▸ PROBLEM:
Format the material below as a numbered list, omitting any blank lines.

-- LISTING start --

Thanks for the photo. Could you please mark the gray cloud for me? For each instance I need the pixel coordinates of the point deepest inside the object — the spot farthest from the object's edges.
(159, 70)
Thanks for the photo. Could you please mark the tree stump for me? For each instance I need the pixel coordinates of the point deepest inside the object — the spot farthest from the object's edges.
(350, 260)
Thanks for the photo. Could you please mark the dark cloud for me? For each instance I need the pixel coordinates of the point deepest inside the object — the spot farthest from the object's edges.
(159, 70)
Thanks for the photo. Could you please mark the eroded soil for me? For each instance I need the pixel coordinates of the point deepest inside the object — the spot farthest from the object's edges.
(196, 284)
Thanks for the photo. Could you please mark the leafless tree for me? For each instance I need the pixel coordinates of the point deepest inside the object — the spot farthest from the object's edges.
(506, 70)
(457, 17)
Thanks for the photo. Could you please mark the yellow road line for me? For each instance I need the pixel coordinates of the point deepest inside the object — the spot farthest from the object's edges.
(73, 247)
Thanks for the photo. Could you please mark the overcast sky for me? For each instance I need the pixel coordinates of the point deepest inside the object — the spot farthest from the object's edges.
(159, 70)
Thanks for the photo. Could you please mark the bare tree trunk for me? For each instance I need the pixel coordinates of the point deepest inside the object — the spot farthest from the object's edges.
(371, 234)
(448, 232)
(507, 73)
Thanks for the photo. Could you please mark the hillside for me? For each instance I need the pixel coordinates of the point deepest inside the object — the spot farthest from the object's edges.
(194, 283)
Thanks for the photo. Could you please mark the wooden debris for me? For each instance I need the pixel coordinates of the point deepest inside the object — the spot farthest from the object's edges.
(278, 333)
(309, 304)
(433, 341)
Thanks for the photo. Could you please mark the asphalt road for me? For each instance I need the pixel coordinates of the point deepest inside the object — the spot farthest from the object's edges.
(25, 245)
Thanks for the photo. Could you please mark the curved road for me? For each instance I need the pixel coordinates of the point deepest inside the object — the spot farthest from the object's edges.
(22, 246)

-- LISTING end --

▸ EXERCISE RESULT:
1. Thanks for the photo. Could you please mark the gray cloud for me? For each instance I need the pixel coordinates of the point deepest inside the object — the spot farthest from the object's edges.
2. (159, 70)
3. Thanks for the photo. Could you please mark the tree stump for me? For each instance I need the pixel coordinates of the point deepest inside the object — the spot farthest from the object's edges.
4. (350, 260)
5. Thanks for the photo. Could you please mark the dark cloud for me? For each instance I need the pixel coordinates of the point deepest inside the object — the spot farthest from the object's edges.
6. (159, 70)
7. Thanks for the photo. Could you please mark the eroded soil for me? For each instance I need the pixel coordinates of the point deepest inside the object — the spot farthest from the object's edges.
8. (196, 284)
9. Thanks for the photo. Could you please mark the leafless tree for me? For each instance I need the pixel coordinates of the point deepest inside the object — the spot farthest from the object's edges.
10. (506, 70)
11. (457, 17)
12. Thanks for the photo. Could you please mark the yellow road line for me? For each instance I need the pixel coordinates of the point deepest inside the object — the spot farthest from the object's edges.
13. (73, 247)
14. Thanks for the photo. Could you please mark the overcast sky for me? For each instance I need the pixel coordinates of the point deepest inside the object — the spot farthest from the object's edges.
15. (159, 70)
16. Thanks for the photo. Could you please mark the bare tree trunk for me? For each instance I need the pixel coordinates of the point deepest inside the object — the spot farthest from the object's edges.
17. (371, 234)
18. (448, 232)
19. (507, 73)
20. Thanks for the photo. Could you please mark the hillside for me? For each instance I need the pixel coordinates of the point deepest inside the object — the spot farthest from the object's edges.
21. (194, 283)
22. Thanks for the photo. Could you please mark the wooden debris for me? For each instance I need the pixel coordinates of the point deepest inside the object — the spot farthest from the object's edges.
23. (278, 333)
24. (309, 304)
25. (433, 341)
26. Thanks for the photo. Could you please mark the asphalt road for me? For each instance I need the pixel coordinates of the point deepest inside the object — the spot farthest from the object's edges.
27. (25, 245)
28. Thanks for the photo. Could you please mark the curved road for me? For each instance I need the pixel coordinates of the point deepest inside the object — the spot farthest from the object's edges.
29. (22, 246)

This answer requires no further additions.